§ **DOCUMENT EXTRACT**:
Releasing Packages with a Valet Key: npm, PyPI, and beyond

Disclaimer: This post should have been written about 5 years ago but I never got around to it; with the most recent Shai-Hulud attack, I thought it would be a good time to finally check this off the list and hopefully help others avoid supply-chain attacks.

About 5 years ago, I sat in on a meeting at Sentry in the midst of their SOC 2 compliance efforts. There was Armin, telling us that we needed a secret storage service for our package repository tokens. The tokens we used to deploy Sentry SDKs to package repositories such as npm, PyPI etc. This was to ensure there were no unauthorized releases of our SDKs which were embedded into all Sentry customers’ products. There were a limited set of people who had access to these tokens back in the time. Now, they became the bottleneck for more and more frequent releases. There was also the auditability issue at hand: releases were performed from individuals’ workstations and there was no easy way to trace a release back to where it originated from or whether it was authorized or not.

§ **DATA ROWS**:
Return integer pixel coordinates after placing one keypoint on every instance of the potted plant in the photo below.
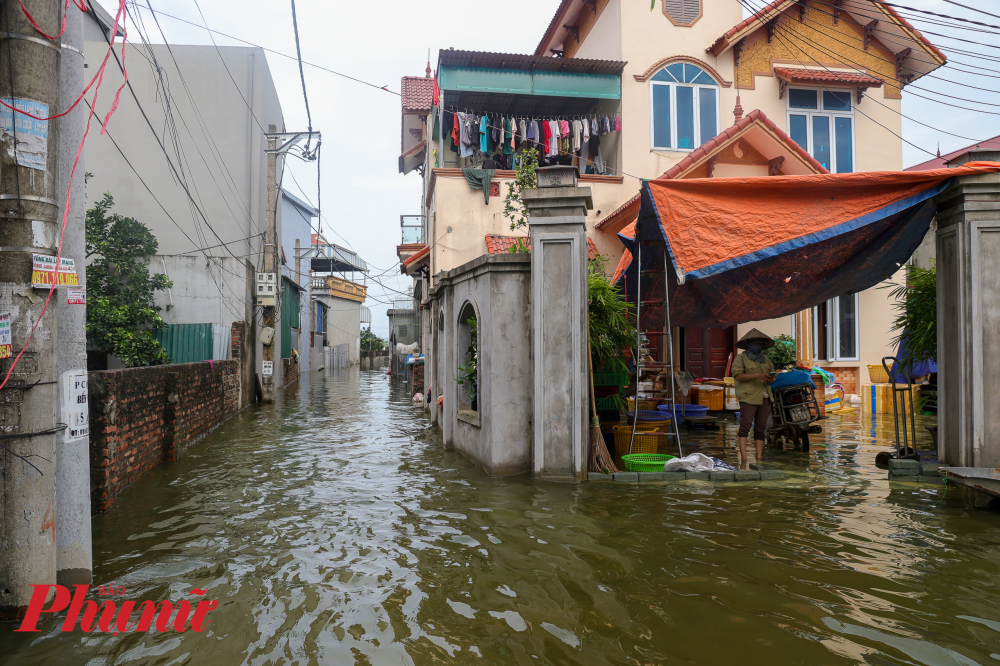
(468, 371)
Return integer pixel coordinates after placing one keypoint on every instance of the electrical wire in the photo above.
(170, 163)
(384, 88)
(216, 152)
(69, 189)
(302, 74)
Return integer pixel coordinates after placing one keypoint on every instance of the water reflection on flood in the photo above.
(334, 529)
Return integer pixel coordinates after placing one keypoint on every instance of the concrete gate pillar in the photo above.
(557, 223)
(968, 318)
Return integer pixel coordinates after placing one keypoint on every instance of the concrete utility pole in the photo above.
(270, 261)
(29, 224)
(74, 550)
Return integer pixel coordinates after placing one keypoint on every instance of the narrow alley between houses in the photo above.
(334, 528)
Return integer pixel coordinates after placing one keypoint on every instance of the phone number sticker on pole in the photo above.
(5, 346)
(43, 268)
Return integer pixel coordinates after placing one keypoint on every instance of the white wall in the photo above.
(343, 325)
(206, 290)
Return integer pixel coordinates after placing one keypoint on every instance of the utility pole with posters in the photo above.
(270, 268)
(29, 242)
(278, 143)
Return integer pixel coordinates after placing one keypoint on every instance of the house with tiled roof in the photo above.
(701, 91)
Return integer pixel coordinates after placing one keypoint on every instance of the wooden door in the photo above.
(706, 350)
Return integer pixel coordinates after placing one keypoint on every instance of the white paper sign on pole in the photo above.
(43, 270)
(76, 296)
(75, 404)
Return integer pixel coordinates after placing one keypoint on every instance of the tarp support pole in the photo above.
(638, 338)
(670, 343)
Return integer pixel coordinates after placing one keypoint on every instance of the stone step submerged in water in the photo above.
(718, 476)
(914, 470)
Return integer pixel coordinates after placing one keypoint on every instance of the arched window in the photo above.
(684, 107)
(467, 353)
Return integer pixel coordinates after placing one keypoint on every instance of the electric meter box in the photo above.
(267, 288)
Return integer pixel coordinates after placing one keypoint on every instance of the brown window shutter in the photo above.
(682, 11)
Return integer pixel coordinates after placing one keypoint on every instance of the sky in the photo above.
(363, 193)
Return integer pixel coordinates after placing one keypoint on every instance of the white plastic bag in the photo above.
(696, 462)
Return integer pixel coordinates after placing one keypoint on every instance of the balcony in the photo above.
(462, 219)
(339, 288)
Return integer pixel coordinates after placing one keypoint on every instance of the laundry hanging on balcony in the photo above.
(570, 140)
(749, 249)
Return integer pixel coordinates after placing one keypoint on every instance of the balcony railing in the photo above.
(340, 288)
(412, 228)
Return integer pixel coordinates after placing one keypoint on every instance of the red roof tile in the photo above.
(417, 93)
(631, 207)
(826, 76)
(761, 15)
(497, 244)
(417, 256)
(942, 162)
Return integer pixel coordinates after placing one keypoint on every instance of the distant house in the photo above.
(206, 111)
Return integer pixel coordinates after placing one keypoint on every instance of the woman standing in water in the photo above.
(753, 372)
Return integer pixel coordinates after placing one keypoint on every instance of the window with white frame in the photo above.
(683, 107)
(836, 331)
(822, 122)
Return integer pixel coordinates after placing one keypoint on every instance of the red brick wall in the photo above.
(140, 417)
(848, 377)
(241, 347)
(126, 429)
(289, 371)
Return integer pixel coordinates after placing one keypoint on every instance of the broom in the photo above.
(600, 458)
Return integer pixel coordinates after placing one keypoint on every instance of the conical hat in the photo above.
(754, 334)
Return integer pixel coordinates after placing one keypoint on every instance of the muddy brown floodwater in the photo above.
(334, 529)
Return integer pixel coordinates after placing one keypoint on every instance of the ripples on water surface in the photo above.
(334, 529)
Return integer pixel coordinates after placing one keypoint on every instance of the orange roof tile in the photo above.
(760, 17)
(631, 207)
(826, 76)
(497, 244)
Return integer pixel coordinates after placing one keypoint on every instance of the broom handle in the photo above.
(590, 367)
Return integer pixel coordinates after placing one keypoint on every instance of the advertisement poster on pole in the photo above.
(5, 348)
(32, 135)
(43, 268)
(75, 404)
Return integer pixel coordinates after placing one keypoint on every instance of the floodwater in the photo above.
(334, 529)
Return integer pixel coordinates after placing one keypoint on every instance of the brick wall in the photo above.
(289, 371)
(140, 417)
(848, 377)
(241, 348)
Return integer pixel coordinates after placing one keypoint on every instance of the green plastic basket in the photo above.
(645, 462)
(610, 378)
(608, 403)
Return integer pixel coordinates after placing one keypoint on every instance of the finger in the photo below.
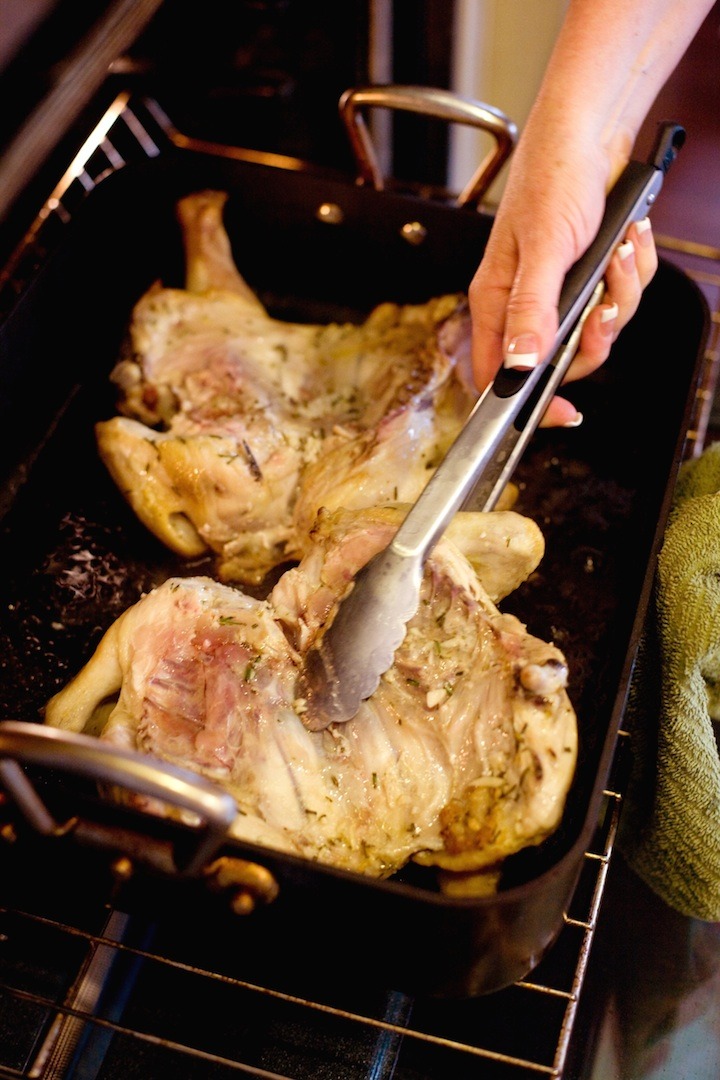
(629, 271)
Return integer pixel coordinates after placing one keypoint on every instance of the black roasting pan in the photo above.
(73, 557)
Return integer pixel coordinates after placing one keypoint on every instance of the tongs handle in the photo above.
(486, 451)
(84, 755)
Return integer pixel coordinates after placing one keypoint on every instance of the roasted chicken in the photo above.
(236, 427)
(463, 755)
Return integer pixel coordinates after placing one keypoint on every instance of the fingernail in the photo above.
(522, 352)
(643, 229)
(575, 422)
(625, 250)
(608, 315)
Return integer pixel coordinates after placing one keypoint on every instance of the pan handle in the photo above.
(443, 104)
(84, 755)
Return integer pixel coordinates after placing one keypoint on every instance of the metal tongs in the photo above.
(369, 624)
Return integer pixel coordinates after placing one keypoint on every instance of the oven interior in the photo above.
(159, 993)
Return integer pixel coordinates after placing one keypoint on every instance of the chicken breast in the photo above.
(236, 427)
(463, 756)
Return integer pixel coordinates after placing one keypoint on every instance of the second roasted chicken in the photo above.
(236, 427)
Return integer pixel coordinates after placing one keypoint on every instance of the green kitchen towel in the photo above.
(669, 829)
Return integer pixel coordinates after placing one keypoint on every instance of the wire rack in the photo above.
(90, 990)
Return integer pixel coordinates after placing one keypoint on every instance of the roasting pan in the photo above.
(315, 246)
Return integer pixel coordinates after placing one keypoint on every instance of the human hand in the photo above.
(515, 292)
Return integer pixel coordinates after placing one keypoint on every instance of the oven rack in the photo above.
(85, 988)
(62, 1011)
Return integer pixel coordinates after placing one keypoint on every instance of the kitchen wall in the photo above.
(499, 55)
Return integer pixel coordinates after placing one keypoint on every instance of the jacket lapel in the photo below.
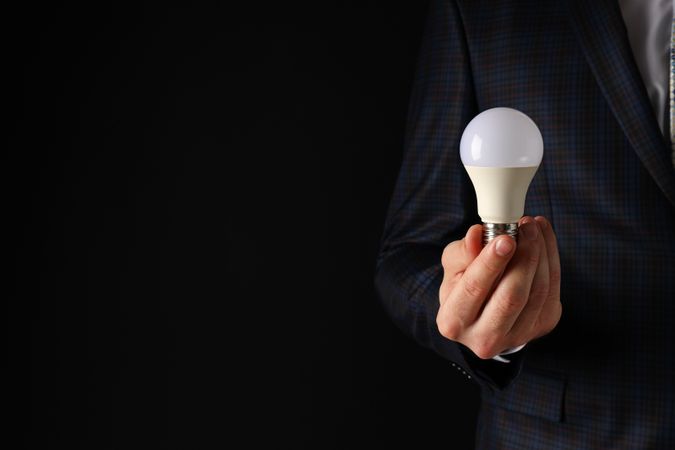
(602, 35)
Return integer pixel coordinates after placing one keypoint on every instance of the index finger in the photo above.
(468, 296)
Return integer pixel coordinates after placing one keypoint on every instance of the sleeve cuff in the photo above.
(509, 351)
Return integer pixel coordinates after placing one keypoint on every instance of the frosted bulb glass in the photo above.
(501, 149)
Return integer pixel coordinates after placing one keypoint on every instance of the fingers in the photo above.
(467, 296)
(457, 256)
(525, 324)
(552, 308)
(512, 293)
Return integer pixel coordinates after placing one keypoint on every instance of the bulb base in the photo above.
(492, 230)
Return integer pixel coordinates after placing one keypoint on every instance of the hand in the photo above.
(503, 295)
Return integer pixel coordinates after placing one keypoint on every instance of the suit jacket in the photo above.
(604, 378)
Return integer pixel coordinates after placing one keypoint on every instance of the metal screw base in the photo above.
(492, 230)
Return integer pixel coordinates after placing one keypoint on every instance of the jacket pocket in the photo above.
(535, 393)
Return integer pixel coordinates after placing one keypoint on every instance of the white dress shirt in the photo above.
(649, 25)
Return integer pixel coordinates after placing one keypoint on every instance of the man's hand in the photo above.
(495, 298)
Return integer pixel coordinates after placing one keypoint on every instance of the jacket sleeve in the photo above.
(433, 201)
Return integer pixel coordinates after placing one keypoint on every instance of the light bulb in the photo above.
(501, 149)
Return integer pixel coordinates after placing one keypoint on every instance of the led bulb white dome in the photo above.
(501, 149)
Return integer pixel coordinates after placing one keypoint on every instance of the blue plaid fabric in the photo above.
(605, 377)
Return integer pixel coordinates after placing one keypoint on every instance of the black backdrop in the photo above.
(195, 199)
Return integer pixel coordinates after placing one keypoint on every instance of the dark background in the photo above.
(195, 198)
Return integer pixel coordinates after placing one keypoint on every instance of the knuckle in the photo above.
(484, 349)
(490, 265)
(448, 254)
(449, 328)
(510, 303)
(539, 292)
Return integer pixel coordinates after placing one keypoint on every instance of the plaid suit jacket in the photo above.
(605, 377)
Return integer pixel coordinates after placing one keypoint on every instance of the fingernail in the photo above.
(529, 229)
(504, 246)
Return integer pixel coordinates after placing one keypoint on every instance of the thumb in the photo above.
(473, 242)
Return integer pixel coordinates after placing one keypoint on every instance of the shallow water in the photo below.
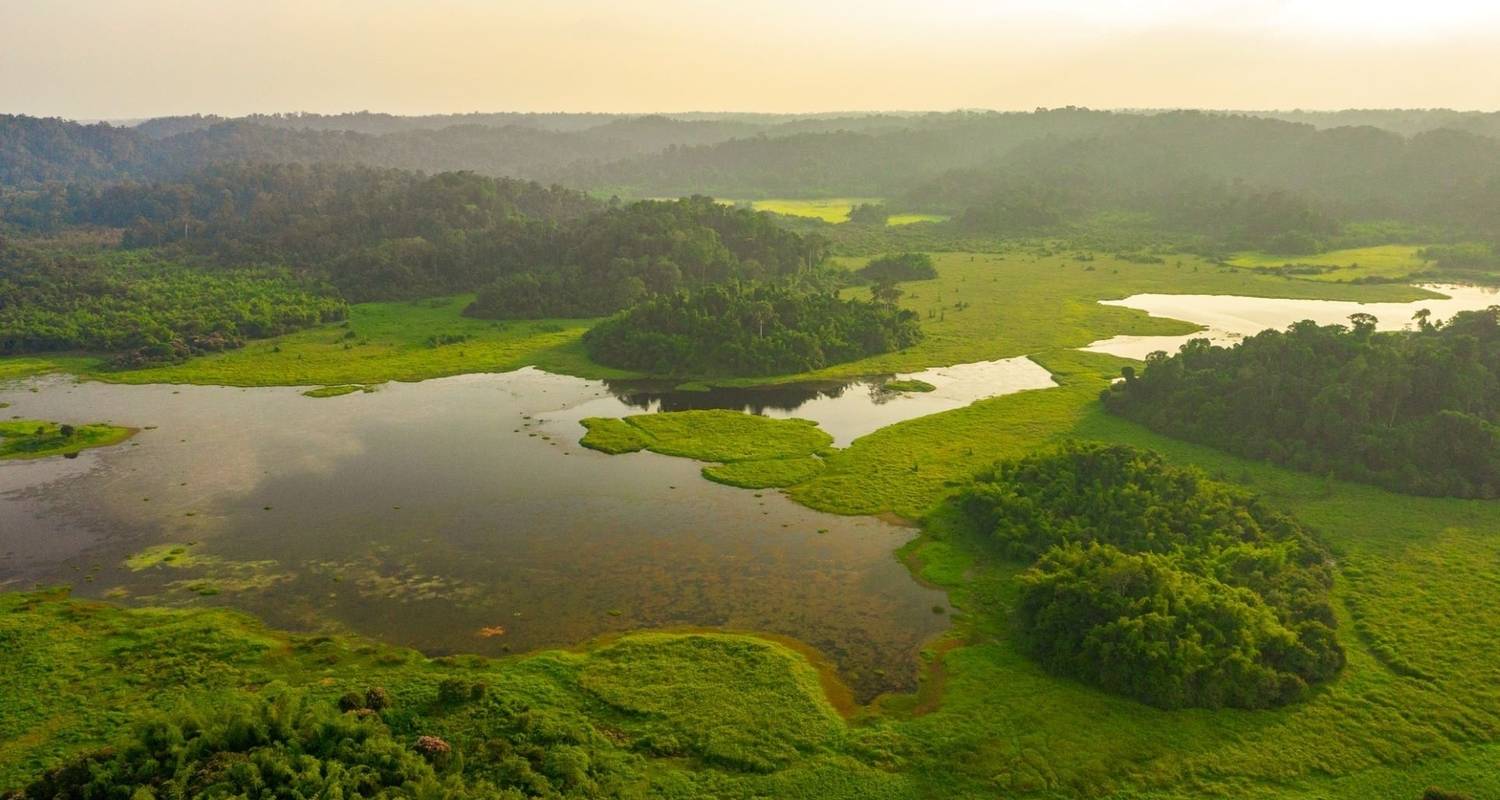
(449, 515)
(846, 410)
(1229, 318)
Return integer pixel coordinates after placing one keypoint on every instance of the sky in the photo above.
(129, 59)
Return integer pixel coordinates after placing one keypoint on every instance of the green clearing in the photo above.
(1388, 261)
(834, 209)
(1016, 303)
(1416, 598)
(384, 342)
(336, 390)
(659, 715)
(38, 439)
(1416, 592)
(1418, 704)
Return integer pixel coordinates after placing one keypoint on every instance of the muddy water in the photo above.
(450, 515)
(1229, 318)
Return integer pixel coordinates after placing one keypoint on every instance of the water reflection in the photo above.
(1229, 318)
(450, 515)
(846, 410)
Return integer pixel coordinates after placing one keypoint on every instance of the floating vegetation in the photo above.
(909, 384)
(338, 390)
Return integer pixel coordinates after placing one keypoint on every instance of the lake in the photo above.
(449, 515)
(1229, 318)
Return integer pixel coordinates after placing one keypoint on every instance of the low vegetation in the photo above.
(1413, 412)
(749, 330)
(1157, 583)
(752, 451)
(890, 269)
(36, 439)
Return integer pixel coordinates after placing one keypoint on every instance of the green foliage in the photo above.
(36, 439)
(644, 249)
(744, 332)
(284, 745)
(147, 309)
(1415, 412)
(906, 266)
(869, 213)
(1157, 583)
(710, 436)
(765, 473)
(336, 390)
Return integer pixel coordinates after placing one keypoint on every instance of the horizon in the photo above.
(96, 60)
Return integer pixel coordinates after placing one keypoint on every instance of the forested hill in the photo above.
(393, 234)
(732, 155)
(1415, 412)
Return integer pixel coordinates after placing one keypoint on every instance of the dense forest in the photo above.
(749, 330)
(285, 743)
(1154, 581)
(146, 308)
(393, 234)
(1289, 183)
(617, 258)
(903, 266)
(1413, 412)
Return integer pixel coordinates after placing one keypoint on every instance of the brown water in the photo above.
(1226, 318)
(449, 515)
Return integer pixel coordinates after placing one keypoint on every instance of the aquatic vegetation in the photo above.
(336, 390)
(716, 436)
(765, 473)
(39, 439)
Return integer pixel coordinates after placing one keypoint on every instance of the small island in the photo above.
(38, 439)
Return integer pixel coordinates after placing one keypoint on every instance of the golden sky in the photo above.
(117, 59)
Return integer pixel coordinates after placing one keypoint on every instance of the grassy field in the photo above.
(1416, 596)
(1016, 303)
(380, 342)
(750, 451)
(38, 439)
(1347, 264)
(668, 715)
(1419, 703)
(834, 209)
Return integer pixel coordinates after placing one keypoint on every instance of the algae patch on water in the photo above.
(39, 439)
(750, 451)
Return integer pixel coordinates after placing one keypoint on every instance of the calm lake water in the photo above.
(461, 514)
(456, 515)
(1229, 318)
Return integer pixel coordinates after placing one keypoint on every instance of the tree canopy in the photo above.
(1413, 412)
(1157, 583)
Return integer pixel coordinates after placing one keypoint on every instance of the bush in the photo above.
(1157, 583)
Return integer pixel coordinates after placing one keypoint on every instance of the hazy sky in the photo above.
(113, 59)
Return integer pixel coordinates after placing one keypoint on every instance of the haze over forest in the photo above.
(698, 400)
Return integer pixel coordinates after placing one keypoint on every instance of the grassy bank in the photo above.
(39, 439)
(1416, 706)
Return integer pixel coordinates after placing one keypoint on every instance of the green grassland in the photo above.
(1386, 261)
(1016, 303)
(668, 715)
(38, 439)
(752, 451)
(1011, 303)
(1416, 596)
(1418, 704)
(834, 209)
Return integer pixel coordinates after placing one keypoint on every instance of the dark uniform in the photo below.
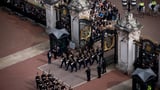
(63, 61)
(88, 72)
(49, 54)
(99, 71)
(81, 62)
(43, 76)
(88, 59)
(68, 64)
(37, 78)
(104, 65)
(94, 57)
(73, 65)
(99, 54)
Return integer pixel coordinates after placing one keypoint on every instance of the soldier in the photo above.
(69, 61)
(37, 78)
(49, 54)
(43, 76)
(94, 56)
(99, 70)
(99, 54)
(104, 65)
(88, 73)
(63, 61)
(81, 62)
(73, 65)
(88, 59)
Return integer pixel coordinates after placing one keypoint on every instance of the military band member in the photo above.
(81, 61)
(88, 59)
(73, 64)
(69, 61)
(63, 61)
(94, 57)
(37, 78)
(43, 76)
(49, 54)
(104, 65)
(99, 54)
(68, 64)
(99, 70)
(88, 73)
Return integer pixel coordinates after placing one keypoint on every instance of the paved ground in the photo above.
(73, 79)
(17, 36)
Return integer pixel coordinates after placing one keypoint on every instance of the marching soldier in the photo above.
(94, 57)
(37, 80)
(141, 6)
(63, 87)
(81, 62)
(99, 70)
(43, 76)
(73, 65)
(88, 72)
(99, 54)
(69, 61)
(49, 54)
(88, 59)
(63, 61)
(104, 65)
(153, 4)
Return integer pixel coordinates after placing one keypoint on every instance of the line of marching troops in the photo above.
(49, 82)
(83, 58)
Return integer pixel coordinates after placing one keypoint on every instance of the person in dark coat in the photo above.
(88, 72)
(99, 71)
(104, 65)
(37, 78)
(49, 55)
(63, 61)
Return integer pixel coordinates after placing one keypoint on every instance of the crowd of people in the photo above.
(49, 82)
(102, 15)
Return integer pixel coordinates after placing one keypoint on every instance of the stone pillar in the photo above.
(159, 71)
(50, 16)
(129, 30)
(75, 29)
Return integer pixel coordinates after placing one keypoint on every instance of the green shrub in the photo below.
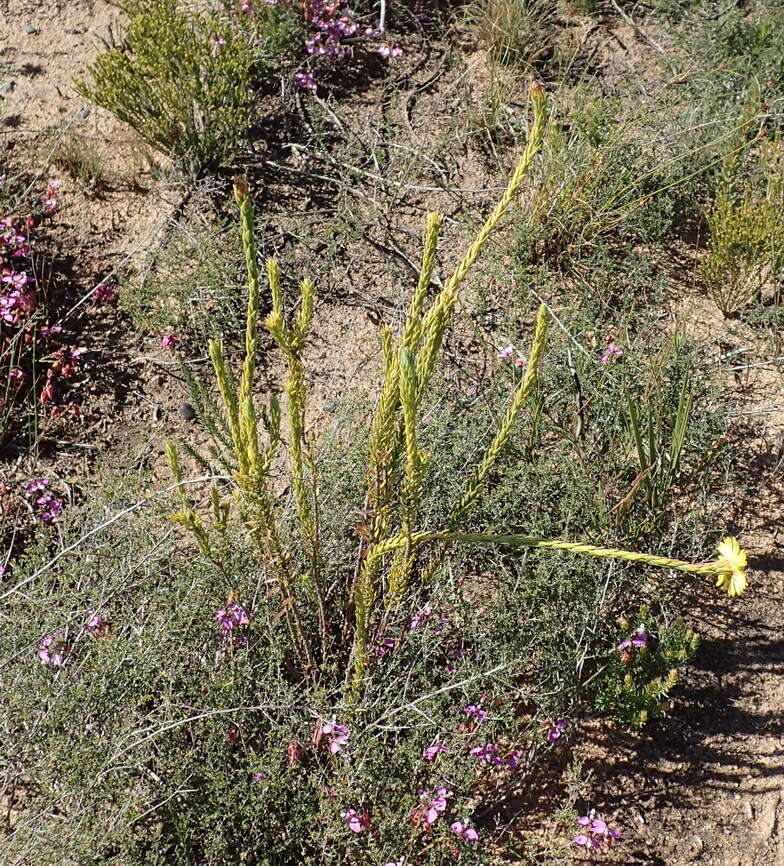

§ **WHAT IS ASKED**:
A) According to the package-release post, what did Armin tell the meeting was needed?
B) Please write the next part of the package-release post, picking up after its final sentence.

§ **RESULTS OF THE EXERCISE**:
A) A secret storage service for the package repository tokens.

B)
For some reason I intuitively was against such a secret storage service and felt like the answer was somewhere in GitHub, GitHub Actions, and their secret storage service we already used. We already had the repo permissions, personnel structure, and all the visibility for auditing there. Heck, even the approval mechanics were there with pull requests. So I said “give me a week and I’ll get you a proof of concept” which Armin did and I delivered - though I think it took a bit more than a week 😅

Secrets in Plain Sight

Before we dive into the solution, let me paint a picture of the problem. Publishing packages to registries like npm, PyPI, or crates.io requires access tokens. These tokens are essentially the keys to the kingdom - whoever has them can publish anything under your organization’s name. At the time, these tokens were either distributed to select individuals, or lived in GitHub repository secrets, accessible to anyone with write access to the repository.¹

Now, here’s the scary part: at Sentry, we had 90-100+ engineers with commit rights to our SDK repositories. Any one of them could:

1. Create a new workflow or modify an existing one
2. Access these secrets within that workflow
3. Exfiltrate them to any web service they controlled
4. Do all of the above without triggering any alarms

And the truly terrifying bit? Even if someone did steal these tokens, there would be no indication whatsoever. No alerts, no logs, nothing. They could sit on these credentials and use them months later, long after they’ve left the company. We’ve seen this exact scenario play out recently with supply-chain attacks like the Shai-Hulud npm takeover where attackers compromised maintainer accounts to publish malicious versions of popular packages.

The Valet Key

Some fancy cars come with a “valet key” - a special key you give to parking attendants or car wash folks. Unlike your regular key, this one has limited capabilities: maybe it can only go up to 20mph, can’t open the trunk, or won’t let you disable the alarm. It’s the same car, but with reduced privileges for reduced risk of theft.

This concept maps beautifully to our problem. Instead of giving everyone the full keys (the publishing tokens), why not give them a way to request the car to be moved (a release be made)? The actual keys stay with a very small, trusted (and monitored) group who are the builders and maintainers of the infrastructure. Even the approvers don’t actually have access to the keys!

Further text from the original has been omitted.